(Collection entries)
::::

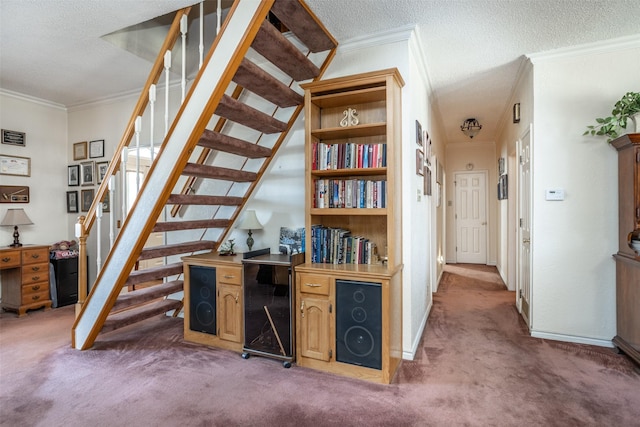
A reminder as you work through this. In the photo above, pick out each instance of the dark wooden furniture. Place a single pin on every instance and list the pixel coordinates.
(25, 278)
(627, 338)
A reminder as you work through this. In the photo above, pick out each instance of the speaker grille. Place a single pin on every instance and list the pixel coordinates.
(202, 294)
(358, 323)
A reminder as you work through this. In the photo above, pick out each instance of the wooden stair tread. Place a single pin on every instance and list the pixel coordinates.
(135, 315)
(296, 17)
(176, 248)
(190, 225)
(243, 114)
(147, 294)
(271, 44)
(258, 81)
(154, 273)
(228, 144)
(216, 172)
(194, 199)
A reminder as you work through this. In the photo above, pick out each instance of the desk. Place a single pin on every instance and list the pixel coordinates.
(25, 278)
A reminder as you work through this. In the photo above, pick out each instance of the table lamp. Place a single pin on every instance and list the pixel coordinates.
(250, 222)
(16, 217)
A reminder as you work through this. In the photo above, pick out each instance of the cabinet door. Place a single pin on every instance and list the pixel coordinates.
(314, 318)
(230, 312)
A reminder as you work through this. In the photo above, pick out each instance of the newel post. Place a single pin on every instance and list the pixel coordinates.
(82, 264)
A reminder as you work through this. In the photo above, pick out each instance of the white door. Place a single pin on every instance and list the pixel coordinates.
(523, 293)
(471, 217)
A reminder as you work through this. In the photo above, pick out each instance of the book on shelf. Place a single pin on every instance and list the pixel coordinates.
(348, 156)
(350, 193)
(337, 246)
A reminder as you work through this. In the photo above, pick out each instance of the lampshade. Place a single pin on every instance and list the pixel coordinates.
(250, 221)
(16, 217)
(471, 127)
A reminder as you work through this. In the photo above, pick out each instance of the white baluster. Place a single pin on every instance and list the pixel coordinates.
(152, 111)
(99, 237)
(201, 46)
(167, 67)
(183, 30)
(112, 217)
(138, 125)
(123, 170)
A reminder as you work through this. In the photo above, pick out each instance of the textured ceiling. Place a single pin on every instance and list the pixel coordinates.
(51, 49)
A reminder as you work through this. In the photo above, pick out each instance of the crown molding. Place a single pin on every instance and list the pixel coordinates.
(602, 46)
(32, 99)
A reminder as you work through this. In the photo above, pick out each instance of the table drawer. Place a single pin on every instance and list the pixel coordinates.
(35, 273)
(229, 275)
(314, 284)
(33, 256)
(9, 259)
(35, 296)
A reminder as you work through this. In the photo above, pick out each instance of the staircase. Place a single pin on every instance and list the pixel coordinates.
(231, 78)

::::

## ASSIGNMENT
Pictures don't belong in the copy. Restate all the entries exactly.

## RESULT FOR THIS TASK
A reminder as you work through this. In the photo above, pick out each instance of the dark wooden furniture. Place a single pin on every instance and list the pixel coordinates.
(25, 278)
(627, 338)
A reminder as you work through this. In the photo above, pick out each instance of the speaker grille. Place a single pin on every instance and list the pixel coordinates.
(202, 294)
(358, 323)
A reminder as you work through this. In the photo above, pick out each instance of the wooden stair tread. Place a single pin on every instance and list the pixel coordinates.
(135, 315)
(296, 17)
(176, 248)
(190, 225)
(243, 114)
(147, 294)
(271, 44)
(258, 81)
(154, 273)
(228, 144)
(216, 172)
(194, 199)
A reminder as you work through this. In the photo above, pick out each instance of the desk. Place a single pin on every instance and list the pixel coordinates.
(25, 278)
A reminder as you work through this. In the photo above, pick out each instance of the table lamp. Place a single pin on every instance and list the pixel coordinates.
(250, 222)
(16, 217)
A reminder as you work through this. In the photo above, pick out each instance of the cabinet door. Place a single pin on every instance and list the pixel coordinates.
(314, 318)
(230, 312)
A reminder as you work through this. In the photo above, pick out each instance of the newel post. Place a single pin on every instance and list the pixel coordinates.
(82, 264)
A reminder as you work through this. In the photo above, pick out each instance of the white door. Place a single pin on every instance and list the pixel coordinates.
(523, 293)
(471, 217)
A reminder as you work through this. In the photo above, pick out each instance of the book on shelf. Place a single pin on every instance and list the pixel coordinates.
(348, 156)
(350, 193)
(337, 246)
A reminder as you work through this. In the photo above, pick out each instance of the lampshade. Place a single pin on every instance and list the pixel coordinates.
(250, 221)
(16, 217)
(471, 127)
A reminder as you work through this. In the photo above, pick out each instance of the white baluster. Place a single pin on every instance and list the pixel coordinates.
(152, 111)
(99, 237)
(201, 46)
(167, 67)
(183, 30)
(112, 217)
(138, 125)
(123, 170)
A reminder as you work through this. In the photo above, pick out each instance of the textured ceiling. Place a single pin on every instance and list the pixel coordinates.
(51, 49)
A reminder as you work through this. In the photo above, pick out each instance of the crown molding. Place a single pin on every instance and list the pixel coordinates.
(602, 46)
(32, 99)
A reminder as you work through this. In the photo above, pick out each instance of the table drawer. Place a single pin on every instance and list the pixel coordinates.
(35, 273)
(229, 275)
(314, 284)
(33, 256)
(9, 259)
(35, 296)
A reminder as you work through this. In the photo above, pick out each instance of the staircase. Place a single pin on every instance and list the pixel coordinates.
(231, 78)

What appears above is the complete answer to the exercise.